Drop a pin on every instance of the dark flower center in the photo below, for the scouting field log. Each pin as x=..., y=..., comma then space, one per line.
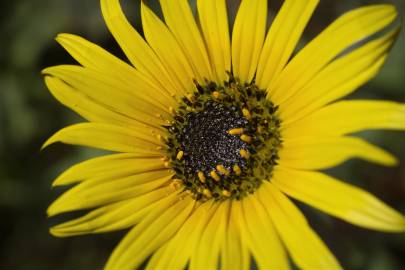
x=223, y=140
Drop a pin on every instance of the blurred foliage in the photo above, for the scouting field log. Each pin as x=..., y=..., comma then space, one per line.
x=28, y=115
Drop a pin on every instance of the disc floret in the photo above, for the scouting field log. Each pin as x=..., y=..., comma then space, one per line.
x=223, y=140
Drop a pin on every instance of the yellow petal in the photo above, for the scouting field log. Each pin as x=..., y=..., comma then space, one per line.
x=115, y=94
x=110, y=167
x=84, y=105
x=350, y=28
x=339, y=199
x=305, y=247
x=316, y=153
x=247, y=38
x=151, y=233
x=339, y=78
x=168, y=49
x=282, y=38
x=235, y=254
x=116, y=216
x=177, y=252
x=94, y=57
x=106, y=137
x=260, y=235
x=206, y=254
x=91, y=194
x=135, y=47
x=349, y=116
x=214, y=24
x=180, y=19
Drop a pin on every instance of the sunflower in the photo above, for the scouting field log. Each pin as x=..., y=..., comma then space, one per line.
x=212, y=133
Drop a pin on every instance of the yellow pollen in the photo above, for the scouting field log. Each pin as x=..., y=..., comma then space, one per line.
x=180, y=155
x=226, y=193
x=207, y=193
x=243, y=153
x=235, y=131
x=161, y=138
x=191, y=98
x=246, y=113
x=237, y=169
x=222, y=169
x=216, y=95
x=201, y=176
x=246, y=138
x=215, y=176
x=176, y=184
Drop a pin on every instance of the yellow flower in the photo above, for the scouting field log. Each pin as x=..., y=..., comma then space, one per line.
x=214, y=132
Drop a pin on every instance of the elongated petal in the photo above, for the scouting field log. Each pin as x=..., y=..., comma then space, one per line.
x=180, y=19
x=91, y=194
x=135, y=47
x=346, y=117
x=86, y=107
x=347, y=30
x=247, y=38
x=151, y=233
x=282, y=38
x=339, y=78
x=116, y=216
x=339, y=199
x=235, y=253
x=113, y=93
x=168, y=49
x=106, y=137
x=177, y=252
x=206, y=253
x=305, y=247
x=259, y=233
x=92, y=56
x=110, y=167
x=214, y=24
x=316, y=153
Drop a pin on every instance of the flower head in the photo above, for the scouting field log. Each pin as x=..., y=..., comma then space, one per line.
x=213, y=131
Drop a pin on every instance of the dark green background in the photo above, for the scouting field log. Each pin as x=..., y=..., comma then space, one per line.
x=28, y=115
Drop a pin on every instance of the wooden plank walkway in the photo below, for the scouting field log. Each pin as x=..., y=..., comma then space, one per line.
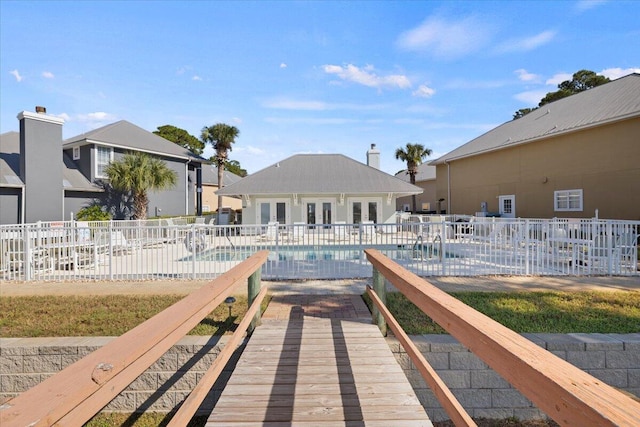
x=318, y=361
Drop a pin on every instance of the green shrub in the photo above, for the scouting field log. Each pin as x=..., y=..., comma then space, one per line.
x=93, y=213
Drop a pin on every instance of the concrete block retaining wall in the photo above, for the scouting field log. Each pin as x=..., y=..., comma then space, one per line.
x=612, y=358
x=25, y=362
x=615, y=359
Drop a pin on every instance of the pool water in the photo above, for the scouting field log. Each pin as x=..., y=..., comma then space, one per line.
x=308, y=253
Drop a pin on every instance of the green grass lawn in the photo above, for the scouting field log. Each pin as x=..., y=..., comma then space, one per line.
x=552, y=312
x=112, y=315
x=109, y=315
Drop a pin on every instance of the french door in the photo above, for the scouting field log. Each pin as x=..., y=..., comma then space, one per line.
x=319, y=211
x=272, y=211
x=364, y=210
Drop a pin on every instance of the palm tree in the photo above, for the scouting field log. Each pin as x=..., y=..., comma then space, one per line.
x=137, y=173
x=221, y=136
x=413, y=154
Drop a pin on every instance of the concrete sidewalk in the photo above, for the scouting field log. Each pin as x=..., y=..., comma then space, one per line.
x=327, y=287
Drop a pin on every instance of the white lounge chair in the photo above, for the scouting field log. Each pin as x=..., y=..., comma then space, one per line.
x=340, y=231
x=368, y=230
x=299, y=231
x=271, y=233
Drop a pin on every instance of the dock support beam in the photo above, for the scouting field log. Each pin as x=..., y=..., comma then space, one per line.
x=254, y=284
x=379, y=286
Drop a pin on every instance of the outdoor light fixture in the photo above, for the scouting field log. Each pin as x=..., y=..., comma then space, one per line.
x=230, y=301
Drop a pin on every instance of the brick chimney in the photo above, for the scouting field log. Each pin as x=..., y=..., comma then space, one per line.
x=41, y=165
x=373, y=157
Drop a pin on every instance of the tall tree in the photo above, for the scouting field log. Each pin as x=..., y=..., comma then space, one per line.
x=181, y=137
x=222, y=137
x=233, y=166
x=413, y=155
x=138, y=173
x=580, y=81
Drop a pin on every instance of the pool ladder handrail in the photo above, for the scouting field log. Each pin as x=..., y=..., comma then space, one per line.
x=415, y=247
x=438, y=239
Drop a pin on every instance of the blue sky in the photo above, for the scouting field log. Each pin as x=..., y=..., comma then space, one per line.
x=305, y=77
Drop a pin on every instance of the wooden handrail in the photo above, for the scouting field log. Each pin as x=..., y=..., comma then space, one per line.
x=191, y=404
x=75, y=394
x=449, y=402
x=565, y=393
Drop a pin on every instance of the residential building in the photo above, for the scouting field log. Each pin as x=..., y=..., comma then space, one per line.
x=320, y=189
x=210, y=186
x=576, y=157
x=44, y=179
x=426, y=202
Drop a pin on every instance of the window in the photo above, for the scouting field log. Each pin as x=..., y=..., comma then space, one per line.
x=104, y=155
x=567, y=200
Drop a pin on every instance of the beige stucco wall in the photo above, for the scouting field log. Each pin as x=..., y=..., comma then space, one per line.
x=428, y=196
x=210, y=198
x=604, y=162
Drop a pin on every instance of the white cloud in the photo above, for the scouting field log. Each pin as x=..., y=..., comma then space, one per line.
x=17, y=75
x=527, y=43
x=584, y=5
x=311, y=105
x=291, y=104
x=447, y=38
x=424, y=91
x=531, y=97
x=616, y=73
x=250, y=150
x=556, y=79
x=366, y=76
x=310, y=120
x=525, y=76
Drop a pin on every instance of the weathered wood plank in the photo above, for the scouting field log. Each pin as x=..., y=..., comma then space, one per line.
x=324, y=413
x=319, y=423
x=75, y=394
x=400, y=399
x=567, y=394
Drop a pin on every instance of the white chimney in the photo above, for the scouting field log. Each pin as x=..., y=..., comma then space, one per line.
x=373, y=157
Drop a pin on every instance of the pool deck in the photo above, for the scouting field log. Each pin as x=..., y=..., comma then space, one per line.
x=327, y=287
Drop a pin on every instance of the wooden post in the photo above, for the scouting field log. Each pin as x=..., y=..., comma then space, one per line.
x=379, y=286
x=253, y=289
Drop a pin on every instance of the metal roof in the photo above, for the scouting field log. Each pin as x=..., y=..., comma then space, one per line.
x=319, y=174
x=128, y=136
x=614, y=101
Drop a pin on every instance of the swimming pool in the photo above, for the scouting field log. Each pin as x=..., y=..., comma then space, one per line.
x=311, y=253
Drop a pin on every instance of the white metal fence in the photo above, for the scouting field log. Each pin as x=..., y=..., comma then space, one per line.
x=184, y=249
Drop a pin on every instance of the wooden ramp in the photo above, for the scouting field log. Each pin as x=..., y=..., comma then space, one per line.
x=317, y=361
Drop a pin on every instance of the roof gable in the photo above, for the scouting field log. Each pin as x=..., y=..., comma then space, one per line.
x=210, y=175
x=10, y=159
x=319, y=174
x=126, y=135
x=72, y=178
x=614, y=101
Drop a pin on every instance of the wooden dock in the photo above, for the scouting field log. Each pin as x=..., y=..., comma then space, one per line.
x=325, y=364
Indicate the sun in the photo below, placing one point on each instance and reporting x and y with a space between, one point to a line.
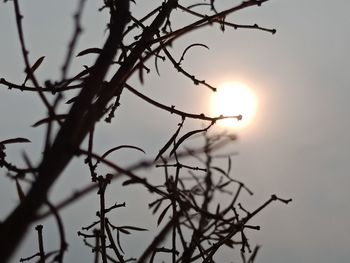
233 99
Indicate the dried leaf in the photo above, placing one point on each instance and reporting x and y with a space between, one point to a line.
49 119
20 192
118 241
15 140
183 138
190 46
33 68
163 214
133 228
120 147
167 145
89 51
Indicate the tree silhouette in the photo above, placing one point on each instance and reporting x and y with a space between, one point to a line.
197 225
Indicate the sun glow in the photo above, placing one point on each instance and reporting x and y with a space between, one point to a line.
233 99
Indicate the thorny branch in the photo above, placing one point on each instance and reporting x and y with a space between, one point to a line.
187 199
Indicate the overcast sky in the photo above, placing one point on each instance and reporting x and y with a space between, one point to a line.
297 146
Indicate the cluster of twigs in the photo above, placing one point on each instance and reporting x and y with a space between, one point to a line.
195 230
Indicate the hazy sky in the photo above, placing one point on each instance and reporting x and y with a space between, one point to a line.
298 145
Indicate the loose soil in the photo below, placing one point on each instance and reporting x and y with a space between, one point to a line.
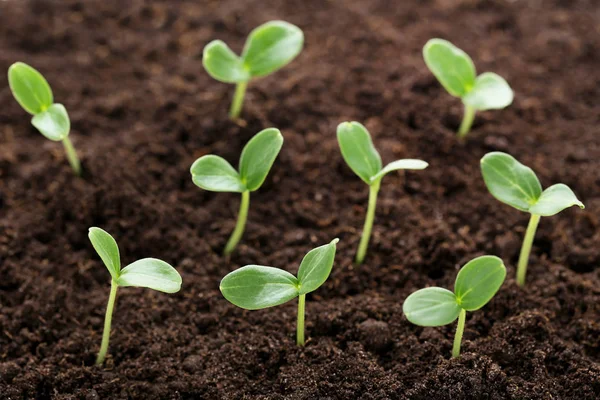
143 109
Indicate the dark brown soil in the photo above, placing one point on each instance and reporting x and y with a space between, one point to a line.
143 110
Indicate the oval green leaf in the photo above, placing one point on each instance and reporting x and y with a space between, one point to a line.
431 306
254 287
30 88
509 181
358 150
450 65
478 281
151 273
214 173
258 157
271 46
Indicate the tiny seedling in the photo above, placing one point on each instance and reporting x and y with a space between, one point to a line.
517 185
33 93
147 272
214 173
269 47
456 72
476 283
255 287
362 157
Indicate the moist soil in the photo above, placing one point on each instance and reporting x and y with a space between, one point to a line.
143 109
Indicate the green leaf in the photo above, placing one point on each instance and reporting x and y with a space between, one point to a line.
271 46
491 92
358 150
555 199
510 181
258 157
400 164
30 88
151 273
450 65
431 306
216 174
316 267
53 123
107 249
478 281
223 64
254 287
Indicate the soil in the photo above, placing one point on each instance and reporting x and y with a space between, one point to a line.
143 109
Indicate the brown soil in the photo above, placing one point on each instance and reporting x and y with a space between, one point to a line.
143 110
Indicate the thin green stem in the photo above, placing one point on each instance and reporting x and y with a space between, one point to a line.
526 249
107 321
240 225
460 329
300 324
366 235
72 156
238 100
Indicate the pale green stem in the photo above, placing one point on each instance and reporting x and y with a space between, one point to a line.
366 235
238 100
240 225
460 329
107 321
526 249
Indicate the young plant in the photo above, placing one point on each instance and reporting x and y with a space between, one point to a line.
33 93
476 283
456 72
214 173
362 157
269 47
517 185
147 272
255 287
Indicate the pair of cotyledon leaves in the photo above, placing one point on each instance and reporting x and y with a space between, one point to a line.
518 186
456 72
147 272
268 48
476 283
254 287
33 93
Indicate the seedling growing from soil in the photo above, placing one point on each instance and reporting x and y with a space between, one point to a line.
33 93
362 157
269 47
214 173
456 72
147 272
255 287
476 283
517 185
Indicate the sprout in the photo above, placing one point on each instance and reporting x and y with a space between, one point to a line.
456 72
362 157
33 93
214 173
517 185
476 283
255 287
269 47
147 272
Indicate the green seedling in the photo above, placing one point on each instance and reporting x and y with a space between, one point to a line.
456 72
476 283
362 157
255 287
33 93
147 272
269 47
517 185
214 173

+===+

Exercise goal: Take the line with "Indicate the brown" and all lines after it through the end of the records, and write them out exactly; include nothing else.

Response:
Indicate the brown soil in the photo above, placing one point on each instance and reporting x and y with a space between, one point to a line.
143 110
Indicate the thin green stem in the photo above, placing one point on each instance and reporting x and y with a space between, one point to a line.
526 249
107 321
240 225
460 329
300 324
366 235
72 156
238 100
Indicate the pale green stem in the photo above, placing one point on each instance and reporting x and y with a space between, one point to a line.
366 235
238 100
240 225
460 329
107 321
526 249
Indicate the young plant in the photo above, placing one point on each instance and reporting x and y with a space between, one point to a line.
33 93
476 283
456 72
214 173
362 157
269 47
517 185
147 272
255 287
Indicate the pair of cotyledon leaves in the photo above, placing one point on each instance and reporting x and y with a space between, one point to a line.
518 186
456 72
147 272
268 48
476 283
254 287
33 93
Indicate the seedling growing from soil in the photo above, placing one point on each instance and reporting x and y with a space between, one point to a line.
33 93
362 157
269 47
214 173
456 72
147 272
255 287
476 283
517 185
Indicate the sprout in the photo above, placing one point on each instance and reporting x and y with a space between, one point to a line.
456 72
362 157
33 93
214 173
517 185
476 283
255 287
269 47
147 272
Indicate the green seedling in the photo above, placing one point on each instance and reporting x and y with a space between, one point to a line.
456 72
476 283
362 157
255 287
33 93
147 272
269 47
517 185
214 173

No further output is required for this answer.